Supplied entries –
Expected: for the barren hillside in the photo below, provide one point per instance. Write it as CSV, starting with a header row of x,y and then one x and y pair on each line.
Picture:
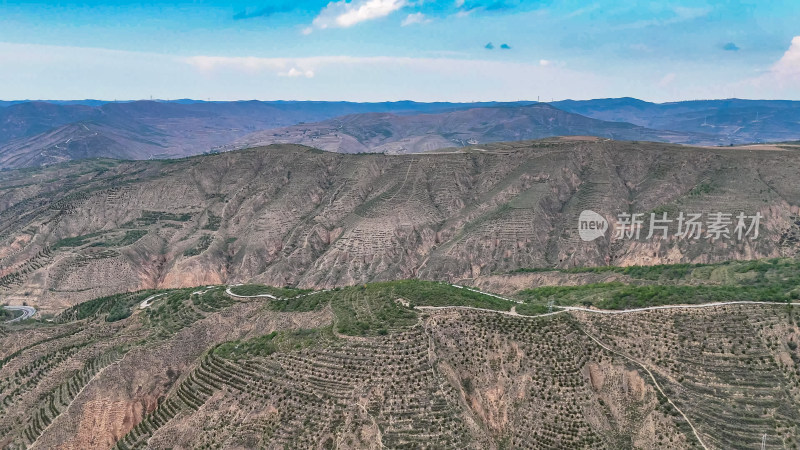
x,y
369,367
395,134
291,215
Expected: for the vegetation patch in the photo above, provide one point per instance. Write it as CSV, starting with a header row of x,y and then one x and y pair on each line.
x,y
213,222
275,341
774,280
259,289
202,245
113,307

...

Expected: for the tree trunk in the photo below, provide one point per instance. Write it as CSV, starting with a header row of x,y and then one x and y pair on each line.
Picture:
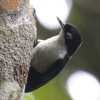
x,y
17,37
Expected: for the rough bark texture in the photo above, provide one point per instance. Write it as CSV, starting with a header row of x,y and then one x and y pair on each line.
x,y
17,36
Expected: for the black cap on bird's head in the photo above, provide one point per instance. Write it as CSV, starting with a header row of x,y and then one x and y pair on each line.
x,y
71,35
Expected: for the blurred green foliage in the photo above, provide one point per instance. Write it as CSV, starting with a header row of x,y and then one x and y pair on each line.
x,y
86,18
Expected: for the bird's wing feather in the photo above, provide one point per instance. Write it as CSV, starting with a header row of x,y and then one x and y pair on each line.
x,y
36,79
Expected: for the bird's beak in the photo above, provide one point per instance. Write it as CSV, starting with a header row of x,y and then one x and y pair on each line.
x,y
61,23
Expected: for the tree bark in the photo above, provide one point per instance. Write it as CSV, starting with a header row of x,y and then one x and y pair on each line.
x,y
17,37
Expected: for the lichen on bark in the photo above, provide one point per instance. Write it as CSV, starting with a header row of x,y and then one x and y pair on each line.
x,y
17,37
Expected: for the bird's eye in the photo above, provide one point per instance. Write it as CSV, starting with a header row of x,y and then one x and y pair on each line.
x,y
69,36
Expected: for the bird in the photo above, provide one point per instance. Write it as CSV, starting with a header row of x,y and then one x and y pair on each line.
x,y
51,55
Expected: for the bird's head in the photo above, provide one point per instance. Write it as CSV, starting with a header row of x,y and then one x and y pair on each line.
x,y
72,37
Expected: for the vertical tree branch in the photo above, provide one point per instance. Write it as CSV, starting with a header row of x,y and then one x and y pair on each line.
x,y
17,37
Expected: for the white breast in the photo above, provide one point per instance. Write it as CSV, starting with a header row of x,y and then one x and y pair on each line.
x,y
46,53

...

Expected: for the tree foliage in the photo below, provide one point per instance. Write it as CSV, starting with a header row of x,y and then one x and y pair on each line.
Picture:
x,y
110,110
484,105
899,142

What you need to do –
Show each line of the listing above that contains the string "tree". Letter case matters.

Solution to the exercise –
Expected: for the tree trunk in the photo below, provide one point per instance. Write it as CSV, starting with a header row of x,y and then one x and y pair on each line.
Expected: for the tree bark in the photo above, provide one point per instance. Write it as CSV, starting with a header row of x,y and then one x and y pair on each line.
Expected: for the vertical tree branch in the photo above, provide one point per instance. Write it as CSV, starting with a header row of x,y and then one x and y pair on each line.
Expected: for the tree foliage in the photo below, provide one point per instance. Write it as CSV, starting with a header row of x,y and then one x and y pair on each line.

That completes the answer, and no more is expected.